**Task item**
Up to and including the line that contains "object: red lit button", return every line from the start of the data, unchanged.

*** Opening of Provided data ***

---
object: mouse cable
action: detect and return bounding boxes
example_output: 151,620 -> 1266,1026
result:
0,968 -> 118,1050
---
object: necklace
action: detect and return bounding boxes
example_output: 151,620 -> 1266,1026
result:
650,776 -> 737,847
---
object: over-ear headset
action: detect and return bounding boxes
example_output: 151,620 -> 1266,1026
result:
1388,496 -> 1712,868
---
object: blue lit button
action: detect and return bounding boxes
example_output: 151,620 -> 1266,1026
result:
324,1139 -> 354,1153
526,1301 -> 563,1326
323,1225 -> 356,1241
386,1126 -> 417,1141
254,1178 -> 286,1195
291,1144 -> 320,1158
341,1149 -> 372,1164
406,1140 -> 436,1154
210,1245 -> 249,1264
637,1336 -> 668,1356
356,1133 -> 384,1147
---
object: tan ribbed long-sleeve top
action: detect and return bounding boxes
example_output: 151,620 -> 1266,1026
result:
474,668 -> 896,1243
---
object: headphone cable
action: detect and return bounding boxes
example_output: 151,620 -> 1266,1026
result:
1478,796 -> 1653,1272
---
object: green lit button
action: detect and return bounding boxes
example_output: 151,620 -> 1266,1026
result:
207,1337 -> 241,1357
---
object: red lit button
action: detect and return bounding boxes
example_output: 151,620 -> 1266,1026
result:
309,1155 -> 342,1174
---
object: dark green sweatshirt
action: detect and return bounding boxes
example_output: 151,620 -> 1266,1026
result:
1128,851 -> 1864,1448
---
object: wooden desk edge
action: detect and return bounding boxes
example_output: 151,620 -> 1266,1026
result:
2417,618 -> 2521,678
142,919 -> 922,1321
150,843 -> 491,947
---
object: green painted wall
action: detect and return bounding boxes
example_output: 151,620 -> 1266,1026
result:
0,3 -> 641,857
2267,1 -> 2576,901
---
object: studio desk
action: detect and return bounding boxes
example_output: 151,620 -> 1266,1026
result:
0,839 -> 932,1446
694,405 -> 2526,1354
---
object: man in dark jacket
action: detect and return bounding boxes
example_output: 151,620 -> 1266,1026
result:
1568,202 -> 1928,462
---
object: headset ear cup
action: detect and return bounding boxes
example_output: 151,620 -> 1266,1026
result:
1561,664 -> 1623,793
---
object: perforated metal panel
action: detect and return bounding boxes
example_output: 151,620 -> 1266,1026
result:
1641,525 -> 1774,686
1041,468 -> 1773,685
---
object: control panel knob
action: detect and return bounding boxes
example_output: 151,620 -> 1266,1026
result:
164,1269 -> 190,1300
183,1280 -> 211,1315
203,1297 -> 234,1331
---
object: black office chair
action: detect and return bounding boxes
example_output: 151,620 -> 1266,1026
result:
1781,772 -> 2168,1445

*** Close of Provided data ***

**Expected answer**
---
object: mouse cable
action: detect and return bounding boxes
example_output: 151,620 -> 1266,1026
result:
0,968 -> 118,1050
---
object: necklace
action: detect and return bounding boxes
example_output: 151,620 -> 1266,1026
result:
650,776 -> 737,847
---
object: over-ear headset
action: detect and return bounding boxes
example_output: 151,620 -> 1266,1026
result:
1388,496 -> 1712,868
---
object: blue lit button
action: detect and return bounding boxes
example_output: 151,620 -> 1266,1026
result:
324,1139 -> 354,1153
526,1301 -> 563,1326
323,1225 -> 356,1241
386,1126 -> 417,1141
254,1178 -> 286,1195
291,1144 -> 320,1158
341,1149 -> 372,1164
406,1140 -> 436,1154
210,1245 -> 249,1264
637,1336 -> 668,1356
356,1133 -> 384,1147
---
object: tan ribbed long-sleeve top
action: detect and return bounding boxes
example_output: 151,620 -> 1266,1026
result:
474,668 -> 896,1243
---
object: headphone cable
action: detect and return bounding boxes
example_output: 151,620 -> 1266,1026
result:
1478,796 -> 1653,1272
---
object: green lit button
action: detect and return bounding boxes
example_output: 151,620 -> 1266,1026
result:
207,1337 -> 241,1357
---
object: red lit button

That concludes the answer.